TASK REQUIREMENTS: Read the data that follows. Then repeat it exactly.

━━ EXCERPTED RECORDS ━━

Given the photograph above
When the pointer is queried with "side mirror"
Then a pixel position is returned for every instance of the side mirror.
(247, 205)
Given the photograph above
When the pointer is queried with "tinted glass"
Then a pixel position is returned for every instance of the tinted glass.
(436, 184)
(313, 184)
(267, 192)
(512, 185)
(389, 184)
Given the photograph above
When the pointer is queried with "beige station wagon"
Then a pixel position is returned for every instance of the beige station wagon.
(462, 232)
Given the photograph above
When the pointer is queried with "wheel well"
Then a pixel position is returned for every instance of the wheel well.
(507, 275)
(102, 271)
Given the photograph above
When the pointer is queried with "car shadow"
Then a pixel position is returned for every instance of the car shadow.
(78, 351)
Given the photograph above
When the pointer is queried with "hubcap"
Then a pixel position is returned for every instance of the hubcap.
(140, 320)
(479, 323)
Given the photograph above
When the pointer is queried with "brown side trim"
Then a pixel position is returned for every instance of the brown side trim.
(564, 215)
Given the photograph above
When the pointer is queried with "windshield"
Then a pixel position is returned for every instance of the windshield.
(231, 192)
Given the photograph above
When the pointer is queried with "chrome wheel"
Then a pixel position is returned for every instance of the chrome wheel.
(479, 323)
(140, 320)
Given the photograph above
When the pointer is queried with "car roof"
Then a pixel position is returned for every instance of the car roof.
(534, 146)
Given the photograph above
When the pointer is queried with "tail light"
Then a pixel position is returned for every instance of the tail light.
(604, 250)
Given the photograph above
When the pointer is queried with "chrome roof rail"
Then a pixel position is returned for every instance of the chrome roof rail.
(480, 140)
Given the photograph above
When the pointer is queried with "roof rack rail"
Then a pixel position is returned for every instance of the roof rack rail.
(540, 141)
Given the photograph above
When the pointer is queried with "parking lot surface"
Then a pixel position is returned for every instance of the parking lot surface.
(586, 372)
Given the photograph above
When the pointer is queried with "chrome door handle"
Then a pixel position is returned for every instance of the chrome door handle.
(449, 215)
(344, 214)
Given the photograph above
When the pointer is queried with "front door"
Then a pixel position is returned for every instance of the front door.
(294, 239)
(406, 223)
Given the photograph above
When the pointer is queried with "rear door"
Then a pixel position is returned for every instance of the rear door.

━━━

RESPONSE BELOW:
Given the photograph above
When the pointer is queried with "side mirror"
Then a pixel position is returned for every instance of the side mirror.
(247, 205)
Given the photograph above
When the pointer is queried with "tinted glass"
Then a pixel position is returned for every instance of the tinted glass.
(436, 184)
(313, 184)
(267, 192)
(512, 185)
(389, 184)
Given the photograph above
When the pointer is queried with "beige station wagon"
Then a pixel position is returned for every instance of the beige station wagon.
(462, 232)
Given the photograph above
When the pointer is queried with "wheel well"
Then a pixel position is returned for every instance of the wheel well.
(507, 275)
(102, 271)
Given the photograph above
When the pointer is queried with "car shadow"
Then a pixel position is returned for every instance of the car shadow.
(78, 351)
Given the photograph above
When the pointer is queried with "hubcap"
Then a pixel position is returned for every instance of the hubcap.
(140, 320)
(479, 323)
Given the photograph above
When the pointer is queried with "brown side trim"
Then a pixel position is returned for every instance of the brown side trim.
(564, 215)
Given the photograph above
When the pointer is queried with "windshield"
Then a pixel position is returned for every instance of the windshield.
(231, 192)
Given the photograph above
When the pointer is queried with "chrome wheel"
Then a pixel position is returned for every instance of the chrome wheel.
(479, 323)
(140, 320)
Given the photograph above
When the pointer is queried with "car roof"
Then a pixel position is returned for every instance of the car roof.
(534, 146)
Given the photograph above
When the pointer is queried with "tail light"
Then a pixel position is returned for every instance of the tail light.
(604, 250)
Given the photograph above
When the pointer is queried with "chrome roof rail"
Then a pixel position is returned for every instance of the chrome roof rail.
(480, 140)
Given the photograph above
When the pointer is queried with "roof rack rail"
Then a pixel position is returned for every instance of the roof rack rail.
(540, 141)
Given the photograph above
When the pointer is queried with "parking lot surface"
Then a pixel position is returned for every instance of the parking lot surface.
(586, 372)
Given the photograph above
When the pointer is queried with "chrome door handle"
Then a pixel position is returned for every instance of the chrome door handle.
(449, 215)
(344, 214)
Given the photograph above
When the pointer is queried with "front door"
Then a pixel position is returned for every instance of the front door.
(294, 239)
(406, 223)
Given the photograph above
When the pointer is queried with "rear door"
Then a pixel position is returned for every instance of the rear door.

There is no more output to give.